Every entry is to be printed again precisely as given.

* [Listed entries]:
----------
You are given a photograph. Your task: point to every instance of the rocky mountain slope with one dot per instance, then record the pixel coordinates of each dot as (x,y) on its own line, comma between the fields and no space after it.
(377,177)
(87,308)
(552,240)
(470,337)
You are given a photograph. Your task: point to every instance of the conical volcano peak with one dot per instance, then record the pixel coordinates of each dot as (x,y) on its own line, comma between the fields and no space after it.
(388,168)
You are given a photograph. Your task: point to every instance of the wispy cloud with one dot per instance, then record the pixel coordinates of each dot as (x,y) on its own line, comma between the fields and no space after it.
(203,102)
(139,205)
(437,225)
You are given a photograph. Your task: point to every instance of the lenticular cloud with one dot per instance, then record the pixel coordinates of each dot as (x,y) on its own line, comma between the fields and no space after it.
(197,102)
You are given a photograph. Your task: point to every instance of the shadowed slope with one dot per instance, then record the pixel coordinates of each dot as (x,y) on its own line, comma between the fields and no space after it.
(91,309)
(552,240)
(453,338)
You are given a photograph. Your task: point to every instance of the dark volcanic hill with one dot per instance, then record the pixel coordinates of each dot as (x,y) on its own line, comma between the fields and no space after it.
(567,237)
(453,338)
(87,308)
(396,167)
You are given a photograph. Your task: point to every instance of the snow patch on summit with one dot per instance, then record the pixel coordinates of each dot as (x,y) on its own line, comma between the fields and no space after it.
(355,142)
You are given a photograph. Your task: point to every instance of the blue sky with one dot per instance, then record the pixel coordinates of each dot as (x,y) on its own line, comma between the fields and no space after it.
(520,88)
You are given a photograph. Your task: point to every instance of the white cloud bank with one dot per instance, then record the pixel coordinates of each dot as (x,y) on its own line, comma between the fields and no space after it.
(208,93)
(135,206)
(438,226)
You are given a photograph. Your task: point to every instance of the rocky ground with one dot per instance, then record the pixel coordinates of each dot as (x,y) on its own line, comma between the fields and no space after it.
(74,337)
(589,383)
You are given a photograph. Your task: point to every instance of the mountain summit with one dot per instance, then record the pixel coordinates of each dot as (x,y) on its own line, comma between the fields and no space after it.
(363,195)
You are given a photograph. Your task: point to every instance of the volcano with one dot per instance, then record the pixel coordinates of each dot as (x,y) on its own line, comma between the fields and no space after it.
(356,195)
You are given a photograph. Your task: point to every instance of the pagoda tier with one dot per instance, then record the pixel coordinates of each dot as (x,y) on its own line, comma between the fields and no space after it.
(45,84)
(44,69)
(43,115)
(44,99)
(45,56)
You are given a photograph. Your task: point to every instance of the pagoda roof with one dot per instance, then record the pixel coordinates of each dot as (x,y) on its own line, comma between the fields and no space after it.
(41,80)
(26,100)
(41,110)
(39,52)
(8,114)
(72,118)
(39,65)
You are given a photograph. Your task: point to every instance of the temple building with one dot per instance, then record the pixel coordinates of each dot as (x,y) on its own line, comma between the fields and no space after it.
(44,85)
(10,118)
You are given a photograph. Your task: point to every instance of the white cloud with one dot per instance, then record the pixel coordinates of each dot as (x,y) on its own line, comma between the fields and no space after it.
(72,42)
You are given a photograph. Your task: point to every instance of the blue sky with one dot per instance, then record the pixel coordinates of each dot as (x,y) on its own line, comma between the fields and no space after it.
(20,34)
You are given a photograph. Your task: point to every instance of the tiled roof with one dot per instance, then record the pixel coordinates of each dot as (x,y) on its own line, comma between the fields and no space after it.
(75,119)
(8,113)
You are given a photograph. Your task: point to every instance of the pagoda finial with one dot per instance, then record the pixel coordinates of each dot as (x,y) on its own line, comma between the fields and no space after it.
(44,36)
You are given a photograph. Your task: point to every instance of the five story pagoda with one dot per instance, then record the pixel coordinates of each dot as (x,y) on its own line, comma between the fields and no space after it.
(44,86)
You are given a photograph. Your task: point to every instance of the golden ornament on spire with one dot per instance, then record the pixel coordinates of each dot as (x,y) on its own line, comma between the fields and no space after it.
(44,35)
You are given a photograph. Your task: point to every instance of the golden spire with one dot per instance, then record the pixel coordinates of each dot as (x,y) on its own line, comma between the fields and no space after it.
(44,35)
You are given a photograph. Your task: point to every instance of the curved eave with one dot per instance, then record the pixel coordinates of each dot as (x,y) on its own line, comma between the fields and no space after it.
----------
* [Answer]:
You are given a photograph. Your task: point to every instance of the rocky mountain slope with one dot per instance, then record the pixel coordinates of each dot as (x,y) on its own line, comma between the fields and no space after it.
(377,177)
(87,308)
(552,240)
(470,337)
You are given a photograph. Your task: point to every instance of the conical volcano peak with one dot per instance, then record the pixel coordinates of each dot as (x,y) on its own line, comma between the fields and no space after it.
(388,168)
You are given a photograph. Your task: point to every instance of the wispy cloud with one dot per instance, then record the pixel coordinates of each dot as (x,y) on its own line, comma between the fields and no space after it.
(203,102)
(139,205)
(437,225)
You are given a photograph. Your task: point to every instance of the lenticular cloud with one dot per instance, then record the pixel coordinates of each dot as (x,y) on its own line, comma between the fields and no space after it.
(197,102)
You are given a photograph. Your task: point to every instance of the shadowed slope with one dot per instance, then record the pixel coordinates of each dot as (x,y) on its own line, comma between the fields and no space after it.
(91,309)
(552,240)
(453,338)
You are given a photograph. Your task: point to every instance of the dark volcanic hill with one dot per instance, then record the pixel coordinates of each dot as (x,y) on its own line, comma between the fields and no space after it.
(567,237)
(453,338)
(87,308)
(396,167)
You are given a photograph. Your task: point to every instance of the snow patch on summit with one dot per instance, then record the pixel coordinates of each dot as (x,y) on its own line, comma between the fields and no space after it.
(355,142)
You are given a photograph. Your task: point to every instance of the blue sky with one dot per instance, then record the pixel coordinates of each dot as (x,y) on its own line, comma between the fields and no space after it.
(520,88)
You are given a photograph. Your task: point to every instance of the white cloud bank with one dot per instance, then record the pixel coordinates of each dot as (x,y) on its own line, comma between the fields and no space after it.
(208,93)
(135,206)
(438,226)
You are given a photograph. Your task: point to every instance of the rocky ground with one dot per instance, then record the pixel coordinates of each dot as (x,y) on its own line, comma between the fields and no space after it.
(74,337)
(589,383)
You are given a photograph. Your task: point to every instance of the mountain summit with one dot per instance, then record the pixel coordinates of each dot as (x,y) on its own line, comma between the fields and no space after it.
(363,195)
You are given a photograph. Your task: point to every instance of the volcano with one dot per instance, then record the pixel coordinates of each dot as (x,y) on its own line, comma between the fields and no space after it.
(356,195)
You are given a photograph. Your task: point to every instance of the pagoda tier with one dot per instance, then record the pixel coordinates of each dot as (x,y) on its own line, comma between the fields and no space after it.
(45,84)
(44,69)
(43,115)
(44,99)
(45,56)
You are given a photograph. Your task: point to every instance of the pagoda roof with one dot per instance, then record the pixel coordinates of each dot as (x,y) on its own line, comma between the fields and no space after it.
(41,80)
(26,100)
(41,110)
(39,52)
(8,114)
(72,118)
(39,65)
You are given a photograph. Your task: point to every instance of the temple building with one dot per instance, then record the pixel coordinates of each dot as (x,y) on its own line, comma between the fields and no space after it.
(44,85)
(10,118)
You are given a photograph. Your task: point to every instance of the white cloud with one dot per instance, then record the pixel coordinates of each dot as (x,y) on its own line, comma between the fields and no space after it.
(72,42)
You are given a photograph. Your task: point to every instance of the blue sky with one dot per instance, then record the pixel coordinates of each dot as (x,y) on its own line, comma between the fields and no space after it.
(20,34)
You are given a photograph. Your task: point to every instance of the tiled roof with one dot per instance, then record the pixel coordinates of each dot as (x,y) on its own line, comma between the fields and no space after it.
(75,119)
(8,113)
You are given a photograph. Your task: point to every instance of the pagoda finial with one dot per instance, then record the pixel coordinates of each dot as (x,y) on its own line, comma between the fields and no space after it.
(44,36)
You are given a photograph. Your task: point to every instance of the five story pagoda with one dot per instance, then record the pixel coordinates of each dot as (x,y) on its own line, comma between the fields and no space after it.
(44,86)
You are given a photograph. Your task: point to every instance of the golden ornament on spire with one dot per instance, then record the pixel coordinates of each dot as (x,y) on its own line, comma between the fields and no space after it.
(44,35)
You are given a photograph. Your task: point to every instance of the golden spire with one dot per instance, then record the pixel coordinates of each dot as (x,y) on its own line, comma between the fields and no space after it.
(44,35)
You are given a photograph. Your task: point to every instance of the curved eave with one dot per instance, then record the pixel coordinates of each dot as (x,y) on its own line, comma between the fields and no space after it.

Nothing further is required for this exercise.